TRABAJO REQUERIDO =
• A. Transcribe sin cambios el fragmento de la página que comienza en las palabras "El espacio de" y termina después de "por hallarse impuras.".
• B. Según la página, ¿qué condición consideraba la Iglesia la mejor para la mujer?

PÁGINA =
Para tener una educación literaria, las mujeres podían instruir a sus hijas en conventos (principalmente las que pertenecían a la nobleza y la alta burguesía), ponerlas al servicio de grandes damas, el aprendizaje en una casa burguesa y la instrucción en colegios elementales para niñas. Sin embargo, el analfabetismo femenino era muy elevado, aunque las damas de la nobleza y la burguesía sabían leer y escribir.

En el siglo IX, Dhuoda escribió Manual para mi hijo, dedicado a su hijo Guillermo, el tratado de educación más antiguo que se conserva. En este tratado, Dhuoda se vale de cuentos, acertijos y consejos para enseñar a su hijo a comportarse en la corte de un gran señor, lo que demuestra que, a pesar de que a cierta edad los niños eran separados de sus madres, éstas seguían ejerciendo influencia como primeras educadoras.

 
Matrimonio:
 
El espacio de la mujer era la casa. Allí permanecía soltera, casada o viuda. La Iglesia señalaba que la mejor condición para la mujer era la soltería si vivía en castidad, pues se mantenía pura. La viudez significaba que había pasado por la impureza del matrimonio, pero tenía una nueva oportunidad de ser casta y pura. Las mujeres casadas, que mantenían relaciones sexuales con sus maridos, no estaban tan bien consideradas por hallarse impuras.

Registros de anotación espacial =

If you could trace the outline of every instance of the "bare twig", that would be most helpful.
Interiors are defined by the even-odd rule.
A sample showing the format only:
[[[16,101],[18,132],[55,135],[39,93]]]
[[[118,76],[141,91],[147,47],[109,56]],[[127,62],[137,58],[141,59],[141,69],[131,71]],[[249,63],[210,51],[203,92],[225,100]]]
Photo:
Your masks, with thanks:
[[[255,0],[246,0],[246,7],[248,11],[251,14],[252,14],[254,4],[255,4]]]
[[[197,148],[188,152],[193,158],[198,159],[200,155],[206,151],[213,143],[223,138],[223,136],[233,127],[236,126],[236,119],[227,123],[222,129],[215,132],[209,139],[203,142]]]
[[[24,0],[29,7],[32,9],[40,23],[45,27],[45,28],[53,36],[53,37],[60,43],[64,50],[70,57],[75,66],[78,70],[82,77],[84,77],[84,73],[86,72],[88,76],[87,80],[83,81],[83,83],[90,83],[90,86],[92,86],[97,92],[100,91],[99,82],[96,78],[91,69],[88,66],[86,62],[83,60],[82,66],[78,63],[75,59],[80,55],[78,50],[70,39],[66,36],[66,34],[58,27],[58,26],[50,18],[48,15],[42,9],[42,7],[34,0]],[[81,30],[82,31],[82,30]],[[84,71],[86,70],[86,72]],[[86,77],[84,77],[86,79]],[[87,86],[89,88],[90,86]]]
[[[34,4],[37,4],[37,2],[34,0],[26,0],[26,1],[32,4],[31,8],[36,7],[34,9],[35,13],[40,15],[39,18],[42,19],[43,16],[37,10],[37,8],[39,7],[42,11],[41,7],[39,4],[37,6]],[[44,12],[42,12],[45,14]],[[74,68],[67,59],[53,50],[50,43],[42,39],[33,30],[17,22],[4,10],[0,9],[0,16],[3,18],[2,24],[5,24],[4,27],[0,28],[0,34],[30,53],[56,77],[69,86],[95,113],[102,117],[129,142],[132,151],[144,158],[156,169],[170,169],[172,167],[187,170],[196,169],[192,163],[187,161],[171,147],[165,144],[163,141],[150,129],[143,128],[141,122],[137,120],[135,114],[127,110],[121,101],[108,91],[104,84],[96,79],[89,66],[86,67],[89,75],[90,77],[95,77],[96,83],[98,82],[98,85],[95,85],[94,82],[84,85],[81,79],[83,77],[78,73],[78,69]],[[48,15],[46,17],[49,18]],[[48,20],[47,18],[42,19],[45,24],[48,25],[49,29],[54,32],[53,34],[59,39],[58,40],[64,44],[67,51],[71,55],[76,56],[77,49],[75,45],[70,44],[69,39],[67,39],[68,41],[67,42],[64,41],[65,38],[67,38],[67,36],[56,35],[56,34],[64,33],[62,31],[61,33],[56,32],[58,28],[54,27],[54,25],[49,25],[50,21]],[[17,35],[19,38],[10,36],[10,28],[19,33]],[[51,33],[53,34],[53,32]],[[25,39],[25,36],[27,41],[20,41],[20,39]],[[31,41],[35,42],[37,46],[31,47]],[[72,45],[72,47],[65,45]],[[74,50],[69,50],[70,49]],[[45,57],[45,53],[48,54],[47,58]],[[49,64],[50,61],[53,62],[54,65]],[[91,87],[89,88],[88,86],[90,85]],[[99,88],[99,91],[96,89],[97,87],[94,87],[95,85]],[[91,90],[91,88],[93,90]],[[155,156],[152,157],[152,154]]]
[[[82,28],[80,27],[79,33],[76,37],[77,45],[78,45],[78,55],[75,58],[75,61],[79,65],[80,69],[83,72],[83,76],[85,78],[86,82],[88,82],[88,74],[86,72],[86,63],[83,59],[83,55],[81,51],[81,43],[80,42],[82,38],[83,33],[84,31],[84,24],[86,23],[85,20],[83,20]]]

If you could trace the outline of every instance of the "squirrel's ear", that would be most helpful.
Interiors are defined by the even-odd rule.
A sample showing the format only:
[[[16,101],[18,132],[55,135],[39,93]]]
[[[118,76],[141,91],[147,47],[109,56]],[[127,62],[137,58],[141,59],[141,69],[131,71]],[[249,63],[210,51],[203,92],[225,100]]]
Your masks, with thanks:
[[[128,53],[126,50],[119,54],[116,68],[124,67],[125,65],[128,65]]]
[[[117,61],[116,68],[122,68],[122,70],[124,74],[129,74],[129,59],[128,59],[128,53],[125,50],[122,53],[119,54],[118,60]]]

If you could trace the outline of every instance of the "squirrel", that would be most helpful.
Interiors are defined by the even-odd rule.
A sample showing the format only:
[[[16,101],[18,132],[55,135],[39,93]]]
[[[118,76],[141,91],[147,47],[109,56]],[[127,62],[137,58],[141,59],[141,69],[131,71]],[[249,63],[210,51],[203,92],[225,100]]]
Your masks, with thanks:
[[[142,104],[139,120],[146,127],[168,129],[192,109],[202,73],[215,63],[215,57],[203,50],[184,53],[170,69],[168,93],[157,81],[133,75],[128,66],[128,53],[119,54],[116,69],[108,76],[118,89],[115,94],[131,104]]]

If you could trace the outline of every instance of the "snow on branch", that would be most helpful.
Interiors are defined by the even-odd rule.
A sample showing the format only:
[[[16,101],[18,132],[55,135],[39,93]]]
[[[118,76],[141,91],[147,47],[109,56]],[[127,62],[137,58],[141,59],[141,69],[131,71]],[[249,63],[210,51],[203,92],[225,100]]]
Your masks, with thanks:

...

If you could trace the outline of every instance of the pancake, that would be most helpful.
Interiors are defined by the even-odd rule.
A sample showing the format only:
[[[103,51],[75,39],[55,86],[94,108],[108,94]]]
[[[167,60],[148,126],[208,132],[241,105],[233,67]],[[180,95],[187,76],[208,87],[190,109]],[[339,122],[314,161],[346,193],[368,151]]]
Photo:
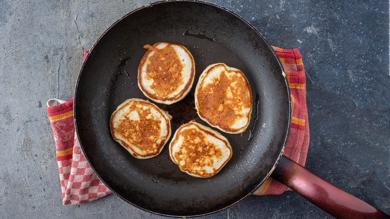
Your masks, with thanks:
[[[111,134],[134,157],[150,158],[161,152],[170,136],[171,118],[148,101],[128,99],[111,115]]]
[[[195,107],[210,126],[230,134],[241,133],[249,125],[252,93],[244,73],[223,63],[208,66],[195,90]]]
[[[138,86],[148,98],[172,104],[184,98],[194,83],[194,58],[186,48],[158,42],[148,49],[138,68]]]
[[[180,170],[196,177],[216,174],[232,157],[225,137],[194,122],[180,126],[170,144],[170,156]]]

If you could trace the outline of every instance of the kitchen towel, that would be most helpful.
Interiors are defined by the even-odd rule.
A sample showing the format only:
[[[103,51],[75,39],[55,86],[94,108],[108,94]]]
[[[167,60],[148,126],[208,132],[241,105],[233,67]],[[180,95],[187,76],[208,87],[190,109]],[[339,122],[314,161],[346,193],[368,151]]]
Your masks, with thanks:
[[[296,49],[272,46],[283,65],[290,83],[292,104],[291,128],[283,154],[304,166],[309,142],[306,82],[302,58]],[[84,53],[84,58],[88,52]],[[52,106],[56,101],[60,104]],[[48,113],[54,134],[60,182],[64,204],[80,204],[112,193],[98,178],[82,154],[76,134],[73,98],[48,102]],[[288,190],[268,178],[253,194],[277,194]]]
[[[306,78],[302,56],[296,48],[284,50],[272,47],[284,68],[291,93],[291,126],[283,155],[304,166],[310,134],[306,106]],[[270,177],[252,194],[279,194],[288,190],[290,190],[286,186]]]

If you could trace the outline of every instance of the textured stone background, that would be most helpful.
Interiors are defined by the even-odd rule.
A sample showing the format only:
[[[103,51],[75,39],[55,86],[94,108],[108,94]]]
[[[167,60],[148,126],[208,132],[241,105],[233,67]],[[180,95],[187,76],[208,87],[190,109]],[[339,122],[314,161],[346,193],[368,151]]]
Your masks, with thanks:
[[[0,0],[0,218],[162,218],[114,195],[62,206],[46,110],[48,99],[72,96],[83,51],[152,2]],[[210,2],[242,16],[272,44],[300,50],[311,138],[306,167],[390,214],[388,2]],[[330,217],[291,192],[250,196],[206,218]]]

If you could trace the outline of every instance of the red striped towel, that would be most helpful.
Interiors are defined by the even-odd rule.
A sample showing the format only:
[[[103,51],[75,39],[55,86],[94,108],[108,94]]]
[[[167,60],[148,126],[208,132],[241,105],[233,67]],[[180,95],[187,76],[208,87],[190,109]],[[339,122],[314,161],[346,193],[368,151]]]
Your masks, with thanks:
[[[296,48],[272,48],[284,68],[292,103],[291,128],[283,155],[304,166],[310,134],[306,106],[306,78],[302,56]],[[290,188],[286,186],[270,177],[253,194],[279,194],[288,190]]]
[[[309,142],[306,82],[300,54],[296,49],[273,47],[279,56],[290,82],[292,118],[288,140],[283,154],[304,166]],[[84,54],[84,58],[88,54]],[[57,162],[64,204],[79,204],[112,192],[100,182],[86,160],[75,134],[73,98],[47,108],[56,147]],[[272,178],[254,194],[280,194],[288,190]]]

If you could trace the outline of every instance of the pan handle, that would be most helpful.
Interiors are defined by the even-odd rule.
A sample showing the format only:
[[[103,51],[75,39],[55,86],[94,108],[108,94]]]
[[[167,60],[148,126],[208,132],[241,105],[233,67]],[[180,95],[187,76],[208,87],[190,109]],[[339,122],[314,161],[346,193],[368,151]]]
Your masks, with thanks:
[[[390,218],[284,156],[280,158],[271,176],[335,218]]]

SOLUCIONES POR TAREA =
• A.
El espacio de la mujer era la casa. Allí permanecía soltera, casada o viuda. La Iglesia señalaba que la mejor condición para la mujer era la soltería si vivía en castidad, pues se mantenía pura. La viudez significaba que había pasado por la impureza del matrimonio, pero tenía una nueva oportunidad de ser casta y pura. Las mujeres casadas, que mantenían relaciones sexuales con sus maridos, no estaban tan bien consideradas por hallarse impuras.

• B. La soltería, si vivía en castidad.